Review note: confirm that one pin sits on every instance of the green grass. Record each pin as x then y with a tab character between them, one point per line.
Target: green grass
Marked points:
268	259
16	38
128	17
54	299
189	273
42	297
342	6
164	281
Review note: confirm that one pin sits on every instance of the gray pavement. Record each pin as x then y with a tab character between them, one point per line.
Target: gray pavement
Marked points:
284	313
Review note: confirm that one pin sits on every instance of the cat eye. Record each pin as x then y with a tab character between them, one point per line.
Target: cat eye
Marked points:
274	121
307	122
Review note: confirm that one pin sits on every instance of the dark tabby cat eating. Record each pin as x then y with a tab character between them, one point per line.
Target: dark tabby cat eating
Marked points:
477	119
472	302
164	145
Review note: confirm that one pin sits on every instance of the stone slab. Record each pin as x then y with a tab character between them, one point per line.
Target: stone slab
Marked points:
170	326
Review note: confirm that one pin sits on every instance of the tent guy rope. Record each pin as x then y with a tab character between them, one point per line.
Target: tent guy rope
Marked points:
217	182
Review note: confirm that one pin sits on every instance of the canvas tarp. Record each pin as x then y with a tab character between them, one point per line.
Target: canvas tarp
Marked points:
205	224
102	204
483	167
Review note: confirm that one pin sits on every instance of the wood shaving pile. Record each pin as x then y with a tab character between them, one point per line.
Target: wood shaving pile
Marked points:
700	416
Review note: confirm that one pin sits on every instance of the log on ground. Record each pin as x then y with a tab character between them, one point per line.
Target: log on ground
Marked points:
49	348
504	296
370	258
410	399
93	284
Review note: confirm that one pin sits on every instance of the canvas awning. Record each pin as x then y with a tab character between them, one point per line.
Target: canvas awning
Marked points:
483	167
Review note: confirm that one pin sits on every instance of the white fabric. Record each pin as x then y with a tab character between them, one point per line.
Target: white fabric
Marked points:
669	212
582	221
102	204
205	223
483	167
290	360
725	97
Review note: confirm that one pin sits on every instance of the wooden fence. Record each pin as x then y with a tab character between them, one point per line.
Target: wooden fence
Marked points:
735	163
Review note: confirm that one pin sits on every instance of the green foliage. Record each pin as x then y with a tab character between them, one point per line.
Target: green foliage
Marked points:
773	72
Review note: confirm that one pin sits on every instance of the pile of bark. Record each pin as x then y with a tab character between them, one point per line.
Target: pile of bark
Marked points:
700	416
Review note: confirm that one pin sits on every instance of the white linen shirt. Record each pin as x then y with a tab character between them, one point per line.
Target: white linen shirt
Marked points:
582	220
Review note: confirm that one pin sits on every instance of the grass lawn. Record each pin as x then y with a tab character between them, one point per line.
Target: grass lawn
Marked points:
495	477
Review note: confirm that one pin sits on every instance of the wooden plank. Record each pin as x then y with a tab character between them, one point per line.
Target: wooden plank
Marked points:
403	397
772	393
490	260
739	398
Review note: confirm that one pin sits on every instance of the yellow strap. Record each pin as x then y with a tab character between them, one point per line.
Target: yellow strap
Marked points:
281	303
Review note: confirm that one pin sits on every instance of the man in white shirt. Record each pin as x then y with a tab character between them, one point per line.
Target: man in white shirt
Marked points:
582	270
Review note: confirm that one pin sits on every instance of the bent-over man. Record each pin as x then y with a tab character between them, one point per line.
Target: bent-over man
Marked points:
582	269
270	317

● **THE PROBLEM**:
Give a word-for-word copy of the records.

● **EXPECTED OUTPUT**:
Review note: confirm that one pin sits on every instance of the green grass. Record each pin as x then y with a tab character between them, one point per line.
Target: green grass
Marked points:
268	259
16	38
128	17
54	299
189	273
42	297
342	6
164	281
Review note: confirm that one pin sits on every instance of the gray pavement. Record each pin as x then y with a tab character between them, one point per line.
Target: gray pavement
Marked points:
284	313
Review note: confirm that one pin sits on every instance of the cat eye. Record each pin as x then y with a tab character between them, one point per line.
Target: cat eye
Marked points:
274	121
307	122
Review note: confirm that one pin sits on every instance of the dark tabby cat eating. Record each pin as x then y with a tab character between them, one point per line.
Target: dark tabby cat eating
Marked points:
477	119
472	302
164	145
Review note: confirm that one pin sits on every instance of the stone slab. Record each pin as x then y with a tab character between them, one point per line.
Target: stone slab
Marked points:
170	326
Review note: confirm that one pin sits on every instance of the tent guy rope. Record each pin as x then y with a tab character between them, one point per line.
Target: tent guy rope
Marked points:
217	182
Review note: confirm that one pin sits on every instance of the canvas tarp. Record each pin as x then y with a tab character between them, one point per line.
Target: canvas tarp
Marked points:
205	224
102	204
483	167
Review note: confirm that one pin sits on every instance of the wood shaving pile. Record each pin as x then y with a tab character between them, one point per line.
Target: wood shaving pile
Marked points:
700	416
Review note: confirm that one pin sits on every instance of the log on ground. Record each pin as x then y with a tab character between them, one point per line.
Target: log on ground
Marked points:
49	348
504	296
370	258
410	399
93	284
Review note: confirm that one pin sits on every instance of the canvas awning. Record each pin as x then y with a tab character between them, one point per line.
Target: canvas awning
Marked points:
483	167
Review note: confirm that one pin sits on every instance of the white fabric. Record each pin as x then y with a tab character between them, one point per line.
Target: white fabric
Marked points:
669	212
582	221
102	204
205	223
483	167
290	360
725	97
Review note: confirm that one pin sits on every instance of the wooden fence. Record each pin as x then y with a tab character between them, one point per line.
Target: wooden fence
Marked points:
735	163
Review note: confirm that one pin sits on every instance of the green foliage. Record each pin as x then y with a tab character between them, one point per line.
Target: green foliage
Marked points:
773	72
Review note: confirm that one pin sits on every instance of the pile of bark. Record each pin as x then y with a tab character between them, one point per line.
Target: pile of bark
Marked points:
700	416
Review note: confirm that one pin sits on every instance of the white linen shirt. Record each pin as x then y with a tab character between them, one point per line.
Target: white linen shirt
Marked points:
582	220
Review note: confirm that one pin sits on every instance of the grass lawn. Record each pin as x then y with a tab character between them, one point per line.
Target: grass lawn
Marked points:
495	477
Review note: confirm that one pin sits on every instance of the wooden plank. Record each pin as x then y with a tab character between them, one point per line.
Target: wooden plank
Marked points:
403	397
772	393
490	260
739	398
Review note: confirm that one pin sits on every instance of the yellow strap. Record each pin as x then y with a tab character between them, one point per line.
Target: yellow strap
Marked points:
281	303
Review note: confirm that one pin sits on every instance of the man in white shirt. Record each pin as x then y with a tab character between them, one point per line.
Target: man in white shirt
Marked points:
582	270
Review note: confirm that one pin sits on every instance of the bent-over man. Record each pin as x then y with a tab character between them, one point per line.
Target: bent-over man
Marked points:
582	269
270	317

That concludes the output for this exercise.